● Brano da leggere
E' qui che emerge, a mio parere, la dimensione Dostoevskijana di Procida. Dostoevskijana e al tempo stesso Beethoveniana: se mettiamo a confronto la sua convinzione nel perseguire l'uccisione del tiranno con l'opposizione e l'odio per il tiranno di Florestano e Leonora nel "Fidelio", vediamo che i punti in comune sono molti. Il problema è che, mentre Beethoven crea intorno ai suoi personaggi un ambiente moralmente tranquillizzante - nessuno mette in dubbio per tutta l'opera che Don Pizarro sia veramente un essere abietto e che quindi la sua sconfitta finale sia giustificata - i "Vespri Siciliani" seminano dubbi mostrando l'umanità di un tiranno, Guy de Montfort, che, più che il potere o la vendetta, desidera tornare ad essere padre di un figlio perduto tanti anni prima.

E' questo che, per usare le parole di Shakespeare, puzzles the will. E' questo che ci impedisce di applicare ai "Vespri Siciliani" le categorie morali del "tiranno" e del "ribelle" che usiamo nel "Fidelio". Guy de Montfort non ci appare come tiranno e di conseguenza Procida non ci appare come un ribelle che combatte per la libertà, nonostante i proclami che egli stesso fa.

E cosa ci sembra dunque Procida?

Un Demone, nel senso Dostoevskijano del termine. Un uomo senza altro principio che la realizzazione del suo ideale, costi quel che costi in termini di morti, sangue, vittime innocenti. Un uomo che non ha morale (altrimenti si sarebbe dovuto fermare di fronte all'amore filiale di Arrigo per Guy), ma finge di averla riempendosi la bocca dei termini "libertà" e "patria". Se Florestano e Leonora sono la rappresentazione positiva degli ideali otto e novecenteschi, della lotta per la libertà e per l'emancipazione sociale, in Procida c'è tutta la crudeltà e la violenza gratuita esercitate in nome di quegli ideali.

● Dati estratti
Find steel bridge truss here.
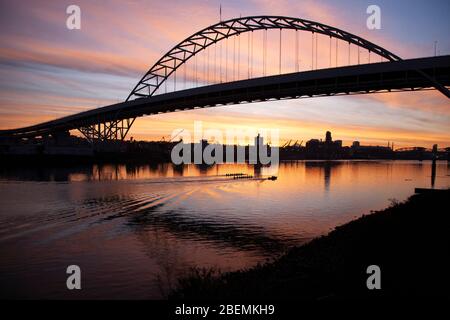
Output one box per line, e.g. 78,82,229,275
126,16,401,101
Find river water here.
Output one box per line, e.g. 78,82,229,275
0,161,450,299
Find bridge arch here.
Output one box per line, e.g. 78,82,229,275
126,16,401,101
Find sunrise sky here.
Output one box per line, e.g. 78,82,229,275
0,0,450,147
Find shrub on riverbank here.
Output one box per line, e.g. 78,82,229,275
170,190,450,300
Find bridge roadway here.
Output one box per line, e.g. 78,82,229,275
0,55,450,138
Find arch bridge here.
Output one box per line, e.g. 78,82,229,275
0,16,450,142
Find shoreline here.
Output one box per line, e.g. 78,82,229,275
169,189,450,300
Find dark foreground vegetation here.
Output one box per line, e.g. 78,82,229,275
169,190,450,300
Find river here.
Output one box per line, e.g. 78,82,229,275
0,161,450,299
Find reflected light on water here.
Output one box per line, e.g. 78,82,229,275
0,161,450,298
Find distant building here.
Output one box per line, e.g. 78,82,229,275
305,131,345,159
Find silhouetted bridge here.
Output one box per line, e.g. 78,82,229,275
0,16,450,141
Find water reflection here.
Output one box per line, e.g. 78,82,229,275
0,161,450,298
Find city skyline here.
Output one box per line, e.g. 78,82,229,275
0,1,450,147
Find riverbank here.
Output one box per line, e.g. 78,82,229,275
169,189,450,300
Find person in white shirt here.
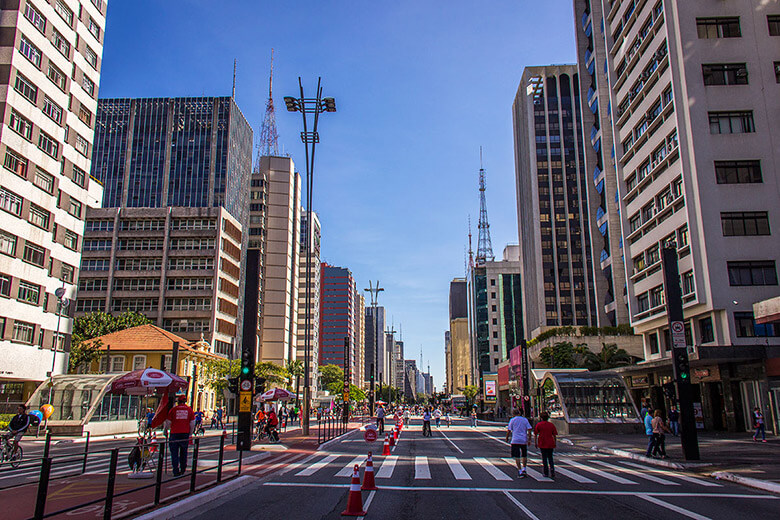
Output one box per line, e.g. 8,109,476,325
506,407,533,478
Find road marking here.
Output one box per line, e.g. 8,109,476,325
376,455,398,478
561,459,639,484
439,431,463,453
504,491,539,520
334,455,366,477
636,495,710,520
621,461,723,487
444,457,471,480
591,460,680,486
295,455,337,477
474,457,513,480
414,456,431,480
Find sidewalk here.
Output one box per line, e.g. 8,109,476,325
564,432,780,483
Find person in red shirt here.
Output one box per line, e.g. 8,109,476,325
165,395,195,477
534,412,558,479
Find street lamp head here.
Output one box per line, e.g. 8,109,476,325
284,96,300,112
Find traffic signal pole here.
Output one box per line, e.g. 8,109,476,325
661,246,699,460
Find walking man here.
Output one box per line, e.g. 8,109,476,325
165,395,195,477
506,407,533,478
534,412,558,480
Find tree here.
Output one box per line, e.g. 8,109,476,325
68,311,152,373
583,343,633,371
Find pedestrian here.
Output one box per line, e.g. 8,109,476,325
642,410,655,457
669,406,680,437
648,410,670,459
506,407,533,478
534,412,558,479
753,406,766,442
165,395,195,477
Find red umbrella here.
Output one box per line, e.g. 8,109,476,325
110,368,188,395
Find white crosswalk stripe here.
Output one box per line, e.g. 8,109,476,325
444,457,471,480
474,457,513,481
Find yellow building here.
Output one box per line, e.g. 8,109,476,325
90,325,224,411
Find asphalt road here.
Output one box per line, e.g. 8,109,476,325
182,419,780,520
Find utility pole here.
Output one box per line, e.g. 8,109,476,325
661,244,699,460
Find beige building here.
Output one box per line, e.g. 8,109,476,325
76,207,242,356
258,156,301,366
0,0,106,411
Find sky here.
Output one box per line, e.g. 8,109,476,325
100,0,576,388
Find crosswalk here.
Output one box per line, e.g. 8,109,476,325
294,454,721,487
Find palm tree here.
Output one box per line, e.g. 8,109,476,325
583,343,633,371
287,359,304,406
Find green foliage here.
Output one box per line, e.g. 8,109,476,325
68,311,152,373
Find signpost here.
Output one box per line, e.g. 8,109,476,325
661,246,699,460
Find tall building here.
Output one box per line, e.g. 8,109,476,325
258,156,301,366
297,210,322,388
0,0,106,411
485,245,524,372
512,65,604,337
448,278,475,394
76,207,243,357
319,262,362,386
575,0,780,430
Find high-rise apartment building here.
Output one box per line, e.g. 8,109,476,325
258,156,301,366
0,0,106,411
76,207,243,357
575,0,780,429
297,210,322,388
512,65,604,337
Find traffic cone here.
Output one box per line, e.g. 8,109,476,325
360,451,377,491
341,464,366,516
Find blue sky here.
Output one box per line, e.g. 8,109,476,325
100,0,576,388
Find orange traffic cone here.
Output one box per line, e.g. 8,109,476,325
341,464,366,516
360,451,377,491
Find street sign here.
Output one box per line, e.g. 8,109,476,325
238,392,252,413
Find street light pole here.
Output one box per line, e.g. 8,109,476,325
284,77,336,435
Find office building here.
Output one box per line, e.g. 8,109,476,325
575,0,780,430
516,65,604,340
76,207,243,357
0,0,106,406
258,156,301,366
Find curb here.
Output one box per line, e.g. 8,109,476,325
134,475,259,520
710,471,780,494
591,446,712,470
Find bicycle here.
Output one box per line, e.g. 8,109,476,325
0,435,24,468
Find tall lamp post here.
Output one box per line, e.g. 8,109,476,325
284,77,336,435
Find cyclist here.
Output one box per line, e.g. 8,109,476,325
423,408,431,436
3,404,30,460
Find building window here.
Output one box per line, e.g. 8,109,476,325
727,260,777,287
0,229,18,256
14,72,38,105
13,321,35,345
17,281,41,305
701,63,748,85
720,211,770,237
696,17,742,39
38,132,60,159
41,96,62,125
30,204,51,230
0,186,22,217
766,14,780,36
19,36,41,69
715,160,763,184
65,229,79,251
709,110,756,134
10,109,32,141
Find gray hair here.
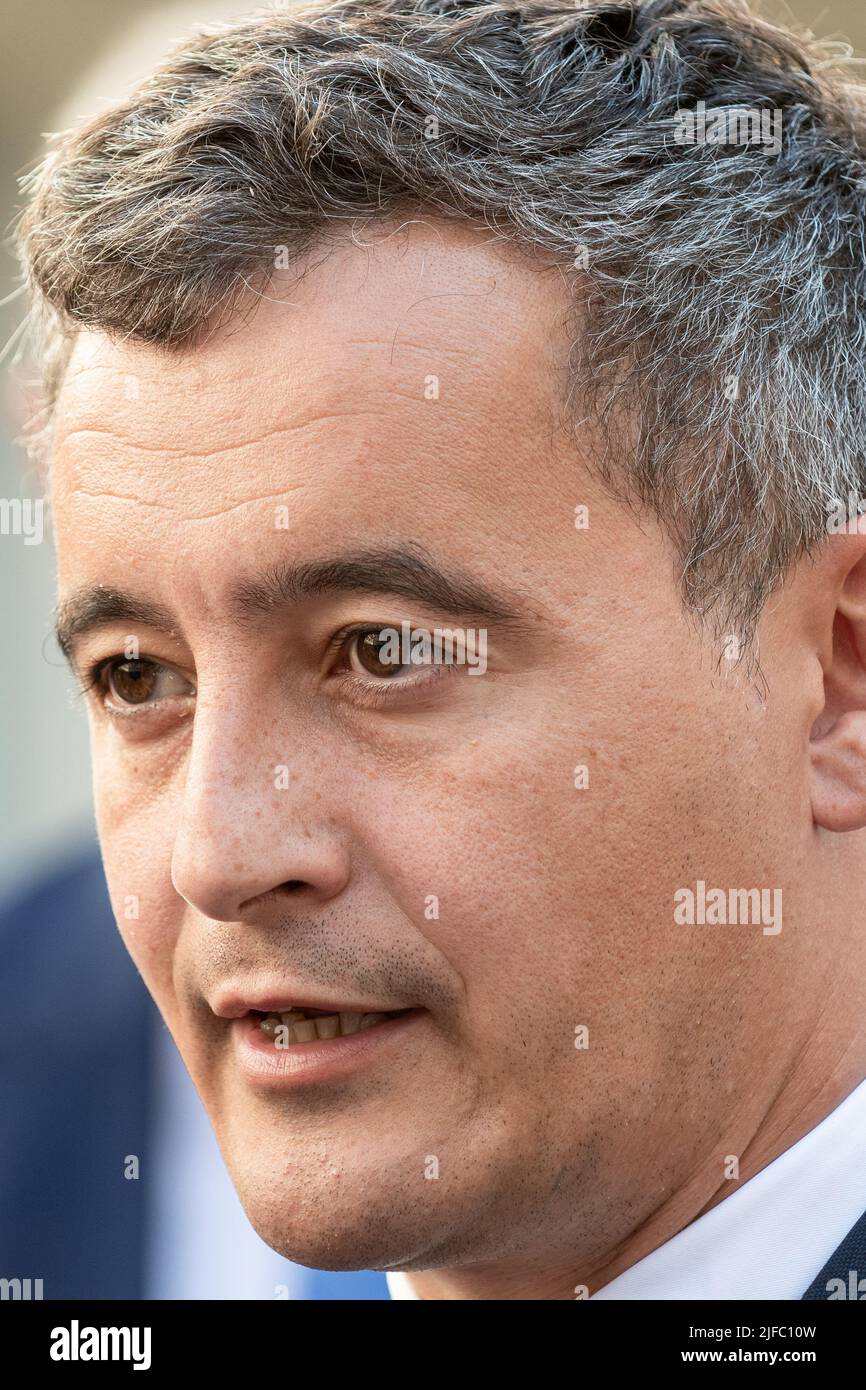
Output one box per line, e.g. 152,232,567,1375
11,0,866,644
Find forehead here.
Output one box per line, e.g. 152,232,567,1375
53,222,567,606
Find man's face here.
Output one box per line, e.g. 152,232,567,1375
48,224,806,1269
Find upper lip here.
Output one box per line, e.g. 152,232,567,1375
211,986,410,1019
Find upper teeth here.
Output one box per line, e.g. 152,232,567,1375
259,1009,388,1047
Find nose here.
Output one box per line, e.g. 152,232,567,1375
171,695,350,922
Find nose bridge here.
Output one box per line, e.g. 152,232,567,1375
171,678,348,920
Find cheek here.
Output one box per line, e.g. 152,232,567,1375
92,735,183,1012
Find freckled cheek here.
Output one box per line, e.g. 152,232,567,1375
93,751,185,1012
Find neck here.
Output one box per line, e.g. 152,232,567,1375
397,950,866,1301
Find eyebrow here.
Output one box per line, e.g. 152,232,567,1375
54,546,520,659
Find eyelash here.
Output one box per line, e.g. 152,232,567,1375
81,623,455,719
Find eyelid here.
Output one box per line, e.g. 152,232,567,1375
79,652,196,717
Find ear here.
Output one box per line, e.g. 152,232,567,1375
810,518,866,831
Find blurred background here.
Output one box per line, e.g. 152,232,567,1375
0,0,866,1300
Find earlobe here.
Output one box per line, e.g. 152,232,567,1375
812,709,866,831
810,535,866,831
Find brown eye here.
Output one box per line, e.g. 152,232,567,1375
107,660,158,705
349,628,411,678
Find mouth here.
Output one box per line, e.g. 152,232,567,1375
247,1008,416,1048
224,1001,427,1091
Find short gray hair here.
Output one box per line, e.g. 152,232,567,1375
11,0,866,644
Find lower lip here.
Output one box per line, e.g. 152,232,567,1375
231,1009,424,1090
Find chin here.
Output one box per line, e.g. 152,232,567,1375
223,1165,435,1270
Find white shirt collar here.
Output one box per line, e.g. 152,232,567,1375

● Il tuo obiettivo
Rispondi per favore a queste domande sul brano su Procida, numerando le risposte allo stesso modo:
1. Chi è il personaggio del "Fidelio" che nessuno mette in dubbio sia un essere abietto?
2. Che cosa desidera Guy de Montfort più del potere o della vendetta?
3. Di quali termini si riempie la bocca Procida?
Basati soltanto sul brano su Procida, senza ricorrere al materiale.

● Esito del compito
1. Don Pizarro.
2. Tornare ad essere padre di un figlio perduto tanti anni prima.
3. "Libertà" e "patria".